## WHAT YOU SHOULD DO:
Copy out the records word for word, from the very start through the line containing "(288, 576), (319, 610)".
☆ ☆ ☆ ☆ ☆
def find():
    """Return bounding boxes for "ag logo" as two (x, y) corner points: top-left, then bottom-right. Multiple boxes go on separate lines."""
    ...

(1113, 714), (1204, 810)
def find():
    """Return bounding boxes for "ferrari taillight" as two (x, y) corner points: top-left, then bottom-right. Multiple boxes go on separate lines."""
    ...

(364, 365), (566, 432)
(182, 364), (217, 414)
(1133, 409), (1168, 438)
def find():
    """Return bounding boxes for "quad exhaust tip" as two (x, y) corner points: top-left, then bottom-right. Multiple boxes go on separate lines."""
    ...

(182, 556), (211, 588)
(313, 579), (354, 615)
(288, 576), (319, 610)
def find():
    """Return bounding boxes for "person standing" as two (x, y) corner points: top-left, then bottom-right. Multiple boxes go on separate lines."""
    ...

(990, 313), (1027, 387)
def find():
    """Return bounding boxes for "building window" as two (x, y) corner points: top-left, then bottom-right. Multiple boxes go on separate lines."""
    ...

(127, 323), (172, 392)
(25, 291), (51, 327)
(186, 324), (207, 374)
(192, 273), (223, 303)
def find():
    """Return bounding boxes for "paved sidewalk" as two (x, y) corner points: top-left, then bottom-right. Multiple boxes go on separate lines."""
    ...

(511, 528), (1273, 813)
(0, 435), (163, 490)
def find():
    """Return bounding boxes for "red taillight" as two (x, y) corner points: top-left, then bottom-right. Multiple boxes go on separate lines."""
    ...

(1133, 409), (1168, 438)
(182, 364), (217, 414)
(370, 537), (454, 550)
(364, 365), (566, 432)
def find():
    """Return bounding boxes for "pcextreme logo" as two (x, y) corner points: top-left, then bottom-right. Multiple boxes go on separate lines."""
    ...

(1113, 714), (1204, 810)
☆ ☆ ☆ ☆ ☆
## RESULT BELOW:
def find():
    """Return bounding boxes for "ag logo" as two (x, y) corner points: top-left, then bottom-right. Multiple boxes go on separate lines."""
    ...

(1113, 714), (1204, 810)
def find():
    """Return bounding boxes for "ferrari taillight" as two (x, y) corner points: top-left, then bottom-right. Multiple boxes go on separate lines."""
    ...

(364, 365), (566, 432)
(182, 364), (217, 414)
(1133, 409), (1168, 438)
def find():
    """Return bounding boxes for "quad exhaust tip" as two (x, y) corner points: top-left, then bottom-right. Multiple boxes go on separate lines."""
    ...

(182, 556), (211, 588)
(313, 579), (354, 615)
(288, 576), (319, 610)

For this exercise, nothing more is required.